● Quoted passage:
★ ★ ★

WNC 11th-year coach D.J. Whittemore said all three players share similar qualities and serve as role models to other players in the program who are focused on playing at the next level.

“They are coachable,” Whittemore said. “They are talented. They work harder than anyone on the team. They are selfless. They are winners. They are great students. They are just the whole package, and we couldn’t be prouder of the way they represent our program on the field, off the field or in the classroom.”

In his freshman season at WNC, Peters consistently demonstrated he’s much more than a power hitter. Even though Peters pounded out 23 extra-base hits in 200 at-bats, he was the Wildcats’ third-leading hitter at .340. Peters’ versatility and talent bolstered the Wildcat bullpen as well as he appeared in six games and won his only decision. By season’s end, his play convinced Scenic West Athletic Conference coaches to select him to the conference’s first team.

Having an opportunity to play with one of college baseball most successful programs contributed to Peters’ decision. The Titans have won four national championships and participated in 17 College World Series in Omaha, Neb.

“Fullerton is only 35 minutes from my house, and if you do the math, they go to Omaha almost every other year, so they have a history of winning,” Peters said.

Young adjusted immediately to the higher competition in the SWAC’s wooden bat league and was among the national leaders in victories for an extended period during his freshman season. For a player who grew up in Reno longing to play for the Wolf Pack since he was a middle school athlete, Young is fulfilling a dream.

★ ★ ★

Rows of the dataset
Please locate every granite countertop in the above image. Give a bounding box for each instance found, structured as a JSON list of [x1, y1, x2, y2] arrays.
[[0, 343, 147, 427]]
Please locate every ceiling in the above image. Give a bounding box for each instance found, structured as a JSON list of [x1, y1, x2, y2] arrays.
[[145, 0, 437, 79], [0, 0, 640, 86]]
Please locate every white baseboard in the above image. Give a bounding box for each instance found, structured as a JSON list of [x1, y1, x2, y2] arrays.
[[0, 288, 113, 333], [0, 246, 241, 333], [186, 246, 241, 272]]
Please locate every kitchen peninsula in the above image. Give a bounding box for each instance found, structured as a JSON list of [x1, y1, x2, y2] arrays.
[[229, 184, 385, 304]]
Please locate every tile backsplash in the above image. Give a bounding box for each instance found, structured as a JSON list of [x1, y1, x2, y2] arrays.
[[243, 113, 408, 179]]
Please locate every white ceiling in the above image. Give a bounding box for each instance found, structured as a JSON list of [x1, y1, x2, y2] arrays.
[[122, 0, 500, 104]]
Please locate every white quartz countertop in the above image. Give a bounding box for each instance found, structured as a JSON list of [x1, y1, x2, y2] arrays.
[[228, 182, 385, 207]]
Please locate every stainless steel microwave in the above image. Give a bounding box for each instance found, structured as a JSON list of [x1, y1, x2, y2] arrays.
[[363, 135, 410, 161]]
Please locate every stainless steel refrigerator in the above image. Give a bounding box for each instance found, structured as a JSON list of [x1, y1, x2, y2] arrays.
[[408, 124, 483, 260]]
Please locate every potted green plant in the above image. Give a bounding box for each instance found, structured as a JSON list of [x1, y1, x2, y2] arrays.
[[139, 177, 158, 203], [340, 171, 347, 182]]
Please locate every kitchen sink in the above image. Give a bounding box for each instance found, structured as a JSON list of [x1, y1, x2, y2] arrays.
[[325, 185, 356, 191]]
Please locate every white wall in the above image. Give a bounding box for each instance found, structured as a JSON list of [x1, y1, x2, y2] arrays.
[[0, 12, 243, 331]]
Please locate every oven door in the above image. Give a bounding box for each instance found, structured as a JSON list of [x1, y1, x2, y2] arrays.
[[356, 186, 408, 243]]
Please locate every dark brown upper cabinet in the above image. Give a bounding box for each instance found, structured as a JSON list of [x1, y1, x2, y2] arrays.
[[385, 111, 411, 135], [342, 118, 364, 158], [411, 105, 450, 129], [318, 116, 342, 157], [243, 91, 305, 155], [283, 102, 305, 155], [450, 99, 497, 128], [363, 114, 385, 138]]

★ ★ ★

● Your tasks:
a. From the article about the WNC baseball players, reproduce the passage starting at "Having an opportunity" and ending at "fulfilling a dream.".
b. Render this sentence from the article about the WNC baseball players in Spanish: "The Titans have won four national championships and participated in 17 College World Series in Omaha, Neb."
c. Write the next part of the article about the WNC baseball players, picking up after its final sentence.
These records have no connection to the article about the WNC baseball players.

● Per-task outputs:
a.
Having an opportunity to play with one of college baseball most successful programs contributed to Peters’ decision. The Titans have won four national championships and participated in 17 College World Series in Omaha, Neb.

“Fullerton is only 35 minutes from my house, and if you do the math, they go to Omaha almost every other year, so they have a history of winning,” Peters said.

Young adjusted immediately to the higher competition in the SWAC’s wooden bat league and was among the national leaders in victories for an extended period during his freshman season. For a player who grew up in Reno longing to play for the Wolf Pack since he was a middle school athlete, Young is fulfilling a dream.

b. Los Titans han ganado cuatro campeonatos nacionales y han participado en 17 College World Series en Omaha, Neb.

c.
“It’s really unique to be able to go back home and still be able to play for the local team,” said Young, a graduate of Reno High School. “I know so many people there that it’s just really nice to be home again; plus, they have a really good program now, too, and I’m looking forward to seeing how good we can be.”

There has been a history of WNC players signing and succeeding at UNR.

Young finished his freshman campaign with an 8-4 record, 2.82 ERA, two complete games, 65 strikeouts and a .195 batting average against him. He led the Wildcats in wins, complete games, innings pitched (92 2/3) and starts (13).

Whittemore said CSN recruiting coordinator Jordan Twohig deserves credit for “discovering” Mill early this fall and then pursuing him until he signed.

A lower back injury limited Mill’s pitching sample size to 20 innings for the Wildcats in 2015. Mill was 0-2 with a 4.50 ERA.

“I felt like I was a top-caliber player last year, but the injury got the best of me,” Mill said. “But I’m healthy now. I took the summer off, so I’m feeling really fresh and my velocity is up.”